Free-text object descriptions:
%%

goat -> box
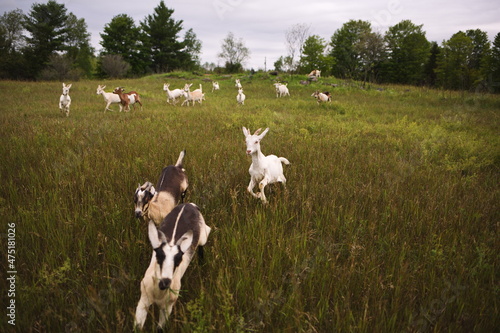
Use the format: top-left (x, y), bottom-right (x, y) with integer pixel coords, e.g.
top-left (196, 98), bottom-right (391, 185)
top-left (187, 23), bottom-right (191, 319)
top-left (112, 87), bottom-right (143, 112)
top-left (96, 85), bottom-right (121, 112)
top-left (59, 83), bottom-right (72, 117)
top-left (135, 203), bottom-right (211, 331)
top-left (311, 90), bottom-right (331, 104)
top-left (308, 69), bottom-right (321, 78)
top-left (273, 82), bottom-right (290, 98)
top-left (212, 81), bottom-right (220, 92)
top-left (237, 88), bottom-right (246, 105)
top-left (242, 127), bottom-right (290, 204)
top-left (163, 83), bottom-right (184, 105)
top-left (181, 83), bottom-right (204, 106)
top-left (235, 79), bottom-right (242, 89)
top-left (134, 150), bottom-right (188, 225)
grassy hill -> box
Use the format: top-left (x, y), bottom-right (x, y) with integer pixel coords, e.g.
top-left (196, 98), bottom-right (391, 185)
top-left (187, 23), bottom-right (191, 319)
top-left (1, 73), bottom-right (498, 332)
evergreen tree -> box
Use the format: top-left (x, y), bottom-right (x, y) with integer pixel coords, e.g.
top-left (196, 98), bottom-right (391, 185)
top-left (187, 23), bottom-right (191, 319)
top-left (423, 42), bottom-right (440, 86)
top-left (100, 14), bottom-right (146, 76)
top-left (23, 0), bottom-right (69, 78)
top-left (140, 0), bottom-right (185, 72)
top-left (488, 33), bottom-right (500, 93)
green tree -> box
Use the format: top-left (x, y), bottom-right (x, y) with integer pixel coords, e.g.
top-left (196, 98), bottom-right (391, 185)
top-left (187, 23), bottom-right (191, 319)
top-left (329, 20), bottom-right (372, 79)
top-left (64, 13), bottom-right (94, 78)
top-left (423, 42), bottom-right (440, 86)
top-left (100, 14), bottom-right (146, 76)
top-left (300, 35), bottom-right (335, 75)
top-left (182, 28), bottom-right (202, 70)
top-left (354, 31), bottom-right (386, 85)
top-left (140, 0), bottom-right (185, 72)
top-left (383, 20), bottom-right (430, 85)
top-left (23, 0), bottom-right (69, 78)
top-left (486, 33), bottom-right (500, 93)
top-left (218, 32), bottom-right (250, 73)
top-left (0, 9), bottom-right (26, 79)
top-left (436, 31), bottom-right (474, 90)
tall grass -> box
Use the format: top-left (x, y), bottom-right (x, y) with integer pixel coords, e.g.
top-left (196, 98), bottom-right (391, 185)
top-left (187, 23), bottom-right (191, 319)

%%
%%

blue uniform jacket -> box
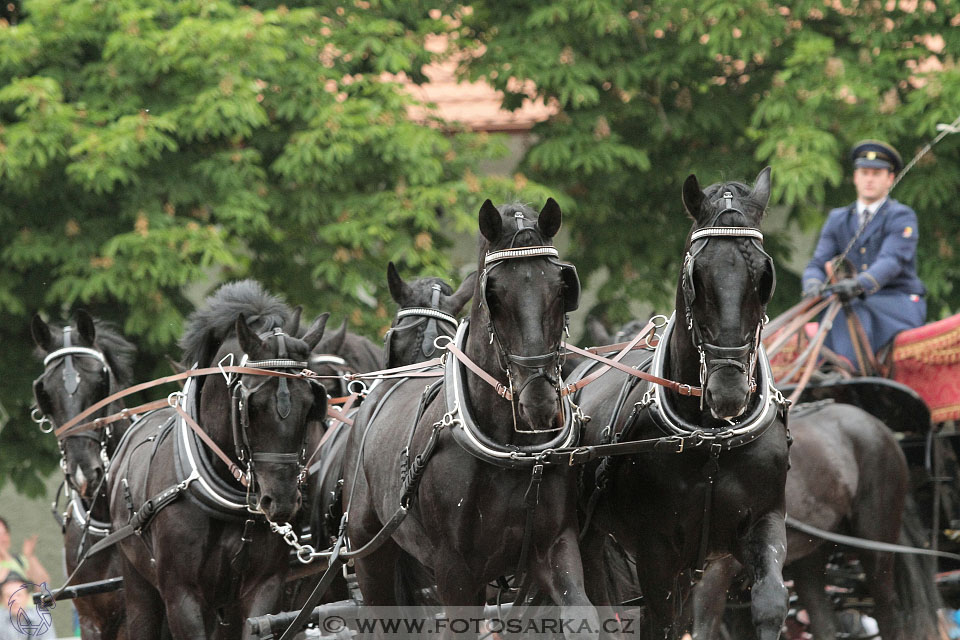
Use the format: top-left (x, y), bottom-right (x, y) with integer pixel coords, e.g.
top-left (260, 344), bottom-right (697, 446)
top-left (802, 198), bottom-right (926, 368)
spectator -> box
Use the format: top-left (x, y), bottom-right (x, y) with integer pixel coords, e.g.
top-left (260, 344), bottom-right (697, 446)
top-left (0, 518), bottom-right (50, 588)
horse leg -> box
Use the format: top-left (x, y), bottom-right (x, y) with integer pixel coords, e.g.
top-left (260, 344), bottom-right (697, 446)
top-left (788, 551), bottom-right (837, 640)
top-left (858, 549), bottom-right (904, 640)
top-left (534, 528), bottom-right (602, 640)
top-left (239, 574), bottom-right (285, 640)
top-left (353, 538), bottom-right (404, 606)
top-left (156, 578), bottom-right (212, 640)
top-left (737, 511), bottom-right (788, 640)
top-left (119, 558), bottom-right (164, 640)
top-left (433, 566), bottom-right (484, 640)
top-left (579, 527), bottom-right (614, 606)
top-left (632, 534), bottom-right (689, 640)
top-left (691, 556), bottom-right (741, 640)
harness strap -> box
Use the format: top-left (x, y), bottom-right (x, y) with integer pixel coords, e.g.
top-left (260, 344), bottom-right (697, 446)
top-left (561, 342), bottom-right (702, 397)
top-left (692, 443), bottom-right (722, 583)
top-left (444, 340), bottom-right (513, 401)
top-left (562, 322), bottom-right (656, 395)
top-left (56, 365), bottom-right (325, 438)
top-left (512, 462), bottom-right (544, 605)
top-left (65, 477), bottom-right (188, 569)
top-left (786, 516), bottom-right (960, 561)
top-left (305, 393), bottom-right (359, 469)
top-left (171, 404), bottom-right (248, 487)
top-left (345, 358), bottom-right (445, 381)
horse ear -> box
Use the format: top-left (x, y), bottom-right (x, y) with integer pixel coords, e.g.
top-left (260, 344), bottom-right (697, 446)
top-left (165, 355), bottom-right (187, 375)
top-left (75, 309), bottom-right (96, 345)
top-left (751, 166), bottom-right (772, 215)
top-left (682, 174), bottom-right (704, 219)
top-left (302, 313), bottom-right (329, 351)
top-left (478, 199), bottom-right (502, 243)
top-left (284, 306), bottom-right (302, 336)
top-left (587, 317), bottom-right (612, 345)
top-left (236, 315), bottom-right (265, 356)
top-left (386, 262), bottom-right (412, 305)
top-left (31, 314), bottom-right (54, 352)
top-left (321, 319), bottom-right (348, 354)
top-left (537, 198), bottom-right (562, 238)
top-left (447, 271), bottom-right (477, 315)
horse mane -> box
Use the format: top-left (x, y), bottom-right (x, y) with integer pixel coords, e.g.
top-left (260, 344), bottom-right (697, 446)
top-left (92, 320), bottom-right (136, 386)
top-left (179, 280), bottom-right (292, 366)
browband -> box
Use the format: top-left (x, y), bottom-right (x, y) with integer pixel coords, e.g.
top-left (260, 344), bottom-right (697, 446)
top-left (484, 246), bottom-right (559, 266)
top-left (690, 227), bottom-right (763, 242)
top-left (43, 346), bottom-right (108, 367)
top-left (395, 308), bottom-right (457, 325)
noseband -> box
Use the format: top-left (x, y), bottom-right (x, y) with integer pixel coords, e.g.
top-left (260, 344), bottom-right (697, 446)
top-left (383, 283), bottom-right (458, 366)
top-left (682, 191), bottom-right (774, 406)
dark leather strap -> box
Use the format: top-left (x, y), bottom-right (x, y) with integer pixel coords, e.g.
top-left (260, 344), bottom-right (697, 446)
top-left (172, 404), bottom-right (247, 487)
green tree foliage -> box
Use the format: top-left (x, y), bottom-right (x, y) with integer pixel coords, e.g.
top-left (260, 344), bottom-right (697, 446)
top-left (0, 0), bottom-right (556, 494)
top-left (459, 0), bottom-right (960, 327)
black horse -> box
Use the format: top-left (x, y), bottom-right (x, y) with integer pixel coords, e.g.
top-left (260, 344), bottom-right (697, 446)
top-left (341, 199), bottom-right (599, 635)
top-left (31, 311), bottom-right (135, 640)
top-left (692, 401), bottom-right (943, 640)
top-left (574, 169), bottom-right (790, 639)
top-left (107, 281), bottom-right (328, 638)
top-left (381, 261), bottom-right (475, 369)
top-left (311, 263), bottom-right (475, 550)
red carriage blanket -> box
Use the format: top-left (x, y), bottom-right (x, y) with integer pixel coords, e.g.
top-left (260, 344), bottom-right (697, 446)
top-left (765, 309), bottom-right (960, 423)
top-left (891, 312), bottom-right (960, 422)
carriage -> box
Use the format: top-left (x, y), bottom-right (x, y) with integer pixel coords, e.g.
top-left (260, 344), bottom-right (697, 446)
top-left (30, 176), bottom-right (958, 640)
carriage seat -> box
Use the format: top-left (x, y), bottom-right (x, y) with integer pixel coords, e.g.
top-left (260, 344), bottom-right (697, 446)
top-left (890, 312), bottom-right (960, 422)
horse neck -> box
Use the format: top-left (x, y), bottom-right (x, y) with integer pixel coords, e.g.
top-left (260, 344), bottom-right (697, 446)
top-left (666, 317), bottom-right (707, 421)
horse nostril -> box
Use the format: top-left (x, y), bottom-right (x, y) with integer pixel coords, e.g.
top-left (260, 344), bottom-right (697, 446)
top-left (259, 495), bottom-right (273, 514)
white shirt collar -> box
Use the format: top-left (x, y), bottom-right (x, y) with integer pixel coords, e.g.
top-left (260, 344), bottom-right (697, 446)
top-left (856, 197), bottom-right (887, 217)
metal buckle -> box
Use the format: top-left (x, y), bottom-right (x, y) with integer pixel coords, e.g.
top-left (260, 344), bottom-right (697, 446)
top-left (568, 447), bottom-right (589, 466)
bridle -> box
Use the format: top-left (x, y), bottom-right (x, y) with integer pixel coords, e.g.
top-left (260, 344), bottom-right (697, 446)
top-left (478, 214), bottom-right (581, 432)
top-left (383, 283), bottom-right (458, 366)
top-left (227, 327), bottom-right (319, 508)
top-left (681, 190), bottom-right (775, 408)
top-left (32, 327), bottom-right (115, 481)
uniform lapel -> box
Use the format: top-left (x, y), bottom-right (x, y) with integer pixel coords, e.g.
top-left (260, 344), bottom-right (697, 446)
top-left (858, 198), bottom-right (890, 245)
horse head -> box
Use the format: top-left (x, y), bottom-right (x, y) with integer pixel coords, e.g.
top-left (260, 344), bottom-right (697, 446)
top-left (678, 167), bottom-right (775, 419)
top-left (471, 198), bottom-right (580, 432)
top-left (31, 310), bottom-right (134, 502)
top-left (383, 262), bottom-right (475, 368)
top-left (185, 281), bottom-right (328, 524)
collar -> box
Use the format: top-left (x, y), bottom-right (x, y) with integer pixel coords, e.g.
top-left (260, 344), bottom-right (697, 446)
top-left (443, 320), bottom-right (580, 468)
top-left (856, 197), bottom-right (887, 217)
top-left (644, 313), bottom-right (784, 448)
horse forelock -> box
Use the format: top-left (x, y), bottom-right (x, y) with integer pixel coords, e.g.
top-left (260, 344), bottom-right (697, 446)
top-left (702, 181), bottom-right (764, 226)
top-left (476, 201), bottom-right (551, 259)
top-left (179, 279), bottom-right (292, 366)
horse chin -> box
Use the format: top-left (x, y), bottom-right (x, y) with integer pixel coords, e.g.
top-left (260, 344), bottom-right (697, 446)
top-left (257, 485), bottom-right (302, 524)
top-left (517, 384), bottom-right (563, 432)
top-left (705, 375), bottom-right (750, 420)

%%
%%

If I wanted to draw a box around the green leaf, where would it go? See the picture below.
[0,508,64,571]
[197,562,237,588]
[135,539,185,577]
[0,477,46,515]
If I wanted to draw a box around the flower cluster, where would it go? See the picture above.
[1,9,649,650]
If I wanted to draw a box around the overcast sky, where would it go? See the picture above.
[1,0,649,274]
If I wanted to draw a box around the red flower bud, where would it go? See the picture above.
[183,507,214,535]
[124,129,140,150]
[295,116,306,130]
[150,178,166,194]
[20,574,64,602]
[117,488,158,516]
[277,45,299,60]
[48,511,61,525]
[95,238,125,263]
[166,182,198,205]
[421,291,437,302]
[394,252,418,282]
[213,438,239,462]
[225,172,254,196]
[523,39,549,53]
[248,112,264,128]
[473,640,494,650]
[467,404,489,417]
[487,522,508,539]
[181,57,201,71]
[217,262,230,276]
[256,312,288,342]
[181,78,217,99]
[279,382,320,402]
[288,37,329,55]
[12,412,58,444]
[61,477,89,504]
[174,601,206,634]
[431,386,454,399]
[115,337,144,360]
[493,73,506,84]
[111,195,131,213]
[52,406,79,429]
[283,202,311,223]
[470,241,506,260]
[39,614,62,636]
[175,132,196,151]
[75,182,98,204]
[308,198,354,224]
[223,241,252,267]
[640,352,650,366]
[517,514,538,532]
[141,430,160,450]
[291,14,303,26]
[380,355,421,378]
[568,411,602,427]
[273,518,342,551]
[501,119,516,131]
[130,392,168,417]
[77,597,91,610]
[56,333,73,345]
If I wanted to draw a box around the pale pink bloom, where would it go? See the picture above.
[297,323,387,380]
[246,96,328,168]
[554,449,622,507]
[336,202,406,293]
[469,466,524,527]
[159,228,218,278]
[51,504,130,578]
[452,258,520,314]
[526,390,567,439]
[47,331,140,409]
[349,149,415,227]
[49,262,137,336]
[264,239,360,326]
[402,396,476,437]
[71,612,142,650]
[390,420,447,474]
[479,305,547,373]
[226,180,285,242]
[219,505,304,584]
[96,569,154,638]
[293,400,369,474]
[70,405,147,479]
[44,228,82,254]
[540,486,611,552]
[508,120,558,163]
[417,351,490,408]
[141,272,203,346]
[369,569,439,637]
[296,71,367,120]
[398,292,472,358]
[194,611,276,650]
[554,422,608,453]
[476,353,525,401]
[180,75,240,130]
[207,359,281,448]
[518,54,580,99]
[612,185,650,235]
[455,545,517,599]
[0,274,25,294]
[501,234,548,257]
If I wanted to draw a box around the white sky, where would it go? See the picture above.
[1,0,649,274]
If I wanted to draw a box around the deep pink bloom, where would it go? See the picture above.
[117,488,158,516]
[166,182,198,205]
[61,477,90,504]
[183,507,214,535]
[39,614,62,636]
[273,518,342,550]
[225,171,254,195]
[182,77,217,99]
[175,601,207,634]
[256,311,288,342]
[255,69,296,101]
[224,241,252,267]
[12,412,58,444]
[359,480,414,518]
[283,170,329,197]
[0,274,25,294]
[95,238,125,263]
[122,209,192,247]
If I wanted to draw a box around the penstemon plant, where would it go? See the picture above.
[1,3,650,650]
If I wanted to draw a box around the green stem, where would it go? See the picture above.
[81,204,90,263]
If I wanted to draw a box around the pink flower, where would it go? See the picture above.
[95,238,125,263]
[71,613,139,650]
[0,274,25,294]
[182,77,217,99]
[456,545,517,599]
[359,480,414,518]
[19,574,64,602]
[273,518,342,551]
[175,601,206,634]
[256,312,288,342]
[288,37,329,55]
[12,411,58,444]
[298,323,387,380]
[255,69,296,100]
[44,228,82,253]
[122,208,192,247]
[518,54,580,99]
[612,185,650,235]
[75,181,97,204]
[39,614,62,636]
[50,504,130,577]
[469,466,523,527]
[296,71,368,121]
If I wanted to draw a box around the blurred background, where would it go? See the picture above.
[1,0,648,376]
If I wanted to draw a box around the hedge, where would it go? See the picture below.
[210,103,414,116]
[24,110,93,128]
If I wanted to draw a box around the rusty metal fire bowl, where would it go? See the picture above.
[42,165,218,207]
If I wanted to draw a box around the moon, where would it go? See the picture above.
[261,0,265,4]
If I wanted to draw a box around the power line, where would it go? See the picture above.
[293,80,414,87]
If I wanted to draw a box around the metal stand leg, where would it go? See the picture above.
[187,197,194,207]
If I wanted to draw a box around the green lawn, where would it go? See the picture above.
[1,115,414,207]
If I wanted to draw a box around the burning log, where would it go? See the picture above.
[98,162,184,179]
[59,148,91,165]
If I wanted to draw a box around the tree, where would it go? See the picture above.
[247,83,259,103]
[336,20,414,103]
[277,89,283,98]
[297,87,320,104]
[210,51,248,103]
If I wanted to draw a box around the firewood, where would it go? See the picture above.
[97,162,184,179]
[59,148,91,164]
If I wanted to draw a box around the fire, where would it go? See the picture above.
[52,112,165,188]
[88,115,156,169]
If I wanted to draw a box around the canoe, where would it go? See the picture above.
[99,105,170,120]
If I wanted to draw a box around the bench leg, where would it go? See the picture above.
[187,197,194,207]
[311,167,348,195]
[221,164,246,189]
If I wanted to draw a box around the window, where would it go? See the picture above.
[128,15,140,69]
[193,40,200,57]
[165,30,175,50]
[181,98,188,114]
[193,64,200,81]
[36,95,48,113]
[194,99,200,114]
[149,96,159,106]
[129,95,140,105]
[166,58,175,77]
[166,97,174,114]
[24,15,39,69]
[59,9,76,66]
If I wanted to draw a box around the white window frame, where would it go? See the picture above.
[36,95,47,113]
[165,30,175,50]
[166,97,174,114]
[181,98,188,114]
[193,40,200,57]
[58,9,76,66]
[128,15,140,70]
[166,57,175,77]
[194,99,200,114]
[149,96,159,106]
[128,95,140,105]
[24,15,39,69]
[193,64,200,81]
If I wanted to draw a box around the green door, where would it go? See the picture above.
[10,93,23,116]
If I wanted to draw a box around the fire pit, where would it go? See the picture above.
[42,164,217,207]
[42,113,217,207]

%%

● **Task details**
For each line in the entries that contains the string "uniform", make a copy.

● **Result below**
blue uniform jacket -> box
uniform lapel -> box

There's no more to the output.